## Texto do documento
============

Embora os mundos do comércio e da arte tenham uma relação frequentemente difícil, mirando-se mutuamente com uma mistura de paranóia e desprezo, senti que seria grosseiro da minha parte declinar investigar a oferta que me foi feita simplesmente porque a companhia de ela onde veio administra áreas de restauração no lado ar e é anfitriã de tecnologias provavelmente causadoras da subida da temperatura do planeta. Sem dúvida que a companhia tem alguns esqueletos no armário, resultantes do seu desejo intermitente de despejar cimento em aldeias ancestrais e da sua perícia em nos encorajar a circum-navegar o globo em viagens desnecessárias, carregados com sacos de Johnnie Walker e ursos de peluche vestidos como guardas da rainha britânica.

Mas, já que o meu próprio armário também não está inteiramente isento de esqueletos, quem sou eu para julgar os outros? Entendi que o dinheiro acumulado no campo de batalha ou no mercado poderia muito bem ser redirigido para fins estéticos mais elevados. Pensei em como impacientes estadistas da Antiga Grécia gastavam os espólios de guerra na construção de templos dedicados a Atena e cruéis nobres da Renascença encomendavam alegremente delicados frescos em honra da Primavera.

============

## Dados fornecidos
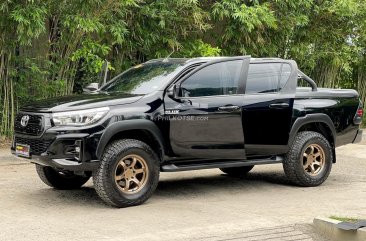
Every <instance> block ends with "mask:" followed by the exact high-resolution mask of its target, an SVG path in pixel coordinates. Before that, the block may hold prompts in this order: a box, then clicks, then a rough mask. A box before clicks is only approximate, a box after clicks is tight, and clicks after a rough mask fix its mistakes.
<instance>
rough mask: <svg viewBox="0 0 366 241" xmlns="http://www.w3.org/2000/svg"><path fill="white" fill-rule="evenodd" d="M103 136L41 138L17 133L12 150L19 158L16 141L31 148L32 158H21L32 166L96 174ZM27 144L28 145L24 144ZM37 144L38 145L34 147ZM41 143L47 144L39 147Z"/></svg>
mask: <svg viewBox="0 0 366 241" xmlns="http://www.w3.org/2000/svg"><path fill="white" fill-rule="evenodd" d="M99 137H100V134H98V133H97V134H93V135H90V134H88V133H63V134H58V133H57V132H52V131H50V132H47V131H46V132H45V133H44V134H43V135H42V136H29V135H22V134H17V133H16V134H15V135H14V141H13V144H12V147H11V151H12V154H13V155H16V152H15V147H16V142H18V143H19V144H28V145H30V146H31V148H30V149H31V153H30V154H31V155H30V158H22V157H20V158H22V159H24V160H28V161H29V162H31V163H35V164H39V165H42V166H50V167H53V168H55V169H57V170H66V171H73V172H83V171H94V170H96V169H97V168H98V166H99V161H98V160H97V158H96V156H95V150H96V146H97V144H98V141H99ZM22 142H26V143H22ZM35 143H36V144H35ZM39 143H47V146H46V147H45V148H43V149H42V148H40V147H39V146H40V145H39Z"/></svg>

============

## Atividades
1. Reproduza, sem nenhuma alteração, o trecho do texto sobre arte e comércio que vai de "Embora os mundos" até "da rainha britânica.", incluindo este último.
2. Dê continuidade ao texto sobre arte e comércio a partir do ponto em que ele termina.

## Respostas
1.
Embora os mundos do comércio e da arte tenham uma relação frequentemente difícil, mirando-se mutuamente com uma mistura de paranóia e desprezo, senti que seria grosseiro da minha parte declinar investigar a oferta que me foi feita simplesmente porque a companhia de ela onde veio administra áreas de restauração no lado ar e é anfitriã de tecnologias provavelmente causadoras da subida da temperatura do planeta. Sem dúvida que a companhia tem alguns esqueletos no armário, resultantes do seu desejo intermitente de despejar cimento em aldeias ancestrais e da sua perícia em nos encorajar a circum-navegar o globo em viagens desnecessárias, carregados com sacos de Johnnie Walker e ursos de peluche vestidos como guardas da rainha britânica.

2.
Para além disso, mais prosaicamente, as mudanças tecnológicas pareciam estar a pôr fim a um longo e abençoado interlúdio, durante o qual os escritores conseguiram sobreviver com a venda dos seus livros a um público mais vasto, ameaçando o regresso de uma situação de inquietante dependência da generosidade de patrocinadores individuais. Ao contemplar o que poderia significar ser empregado por um aeroporto, animei-me com o exemplo do filósofo do século XVII Thomas Hobbes, que não se importou absolutamente nada de escrever os seus livros enquanto esteve a soldo dos condes de Devonshire, fazendo-lhes regularmente pomposas declarações nos seus tratados e até aceitando como prenda um pequeno quarto junto ao vestíbulo da casa dos mesmos em Devonshire, o Palácio de Hardwick. «Com toda a humildade, ofereço o meu livro a V. Senhoria», escreveu o mais subtil dos politicólogos ingleses ao arrogante William Devonshire ao apresentar-lhe o tratado De Cive, em 1642. «Que o Deus celeste lhe conceda muitos dias na sua passagem pela terra e muitos mais na Jerusalém paradisíaca.»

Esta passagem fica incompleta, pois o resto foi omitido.